EXERCISE MATERIAL:
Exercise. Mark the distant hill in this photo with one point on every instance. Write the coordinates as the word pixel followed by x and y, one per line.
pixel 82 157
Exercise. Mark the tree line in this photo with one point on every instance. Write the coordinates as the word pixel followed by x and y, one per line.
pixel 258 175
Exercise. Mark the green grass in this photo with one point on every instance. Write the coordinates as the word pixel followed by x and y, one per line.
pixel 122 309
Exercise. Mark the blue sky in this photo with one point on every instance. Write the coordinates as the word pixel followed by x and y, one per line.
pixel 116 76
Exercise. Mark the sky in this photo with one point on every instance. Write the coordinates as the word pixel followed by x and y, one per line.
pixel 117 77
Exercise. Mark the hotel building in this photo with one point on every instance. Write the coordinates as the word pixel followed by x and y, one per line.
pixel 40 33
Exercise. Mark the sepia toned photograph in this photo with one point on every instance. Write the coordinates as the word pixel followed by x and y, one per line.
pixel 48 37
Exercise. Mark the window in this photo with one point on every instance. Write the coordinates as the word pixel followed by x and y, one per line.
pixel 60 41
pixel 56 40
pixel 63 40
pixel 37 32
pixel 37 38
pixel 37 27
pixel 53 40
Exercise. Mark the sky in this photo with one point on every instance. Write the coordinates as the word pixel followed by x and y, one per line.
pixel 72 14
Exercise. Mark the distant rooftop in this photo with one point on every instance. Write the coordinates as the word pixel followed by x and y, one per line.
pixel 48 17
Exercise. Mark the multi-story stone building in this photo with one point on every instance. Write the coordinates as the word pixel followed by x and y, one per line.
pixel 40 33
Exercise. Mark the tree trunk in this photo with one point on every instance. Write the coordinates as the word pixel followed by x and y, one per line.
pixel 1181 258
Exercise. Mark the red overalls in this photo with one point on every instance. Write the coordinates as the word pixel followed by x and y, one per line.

ASSIGNMENT: A complete, exact transcription of the data above is required.

PROBLEM SOLUTION:
Exercise. Mark the distant hill in this photo with one point on every instance. Write the coordinates as the word pixel followed by x and y, one per line.
pixel 82 157
Exercise. Mark the tree line in this photo with one point on every instance. Write the coordinates as the word pixel followed by x and y, one per line.
pixel 258 175
Exercise. Mark the green grass in this photo with one point on every instance. Write the coordinates as the word pixel followed by x and y, one per line.
pixel 122 309
Exercise. Mark the blue sky in this photo with one point on every instance. Write the coordinates as the word pixel followed by x and y, one per line.
pixel 116 76
Exercise. Mark the sky in this photo with one point on every instance. Write the coordinates as the word pixel followed by x and y, one per line.
pixel 117 77
Exercise. Mark the hotel building in this photo with one point on every instance. Write the coordinates as the word pixel followed by x and y, one per line.
pixel 40 33
Exercise. Mark the sepia toned photograph in this photo with one point on every instance. Write the coordinates as the word pixel followed by x and y, one per line.
pixel 48 37
Exercise. Mark the window in this photo with one point on every instance. Write the coordinates as the word pixel followed by x and y, one per line.
pixel 60 41
pixel 56 40
pixel 63 40
pixel 37 32
pixel 37 38
pixel 37 27
pixel 53 40
Exercise. Mark the sky in this photo with one point on every instance. Write the coordinates as the word pixel followed by x and y, one per line.
pixel 72 14
Exercise. Mark the distant rooftop in this photo with one point on every instance. Write the coordinates as the word pixel followed by x and y, one per line.
pixel 48 17
Exercise. Mark the multi-story stone building in this photo with one point on every instance. Write the coordinates as the word pixel followed by x and y, one per line.
pixel 40 33
Exercise. Mark the tree trunk in this photo with one point on every instance. Write the coordinates as the word pixel followed by x and y, one per line.
pixel 1181 258
Exercise. Mark the red overalls in this photo with one point on every instance. Write the coordinates as the word pixel followed by x and y, one per line.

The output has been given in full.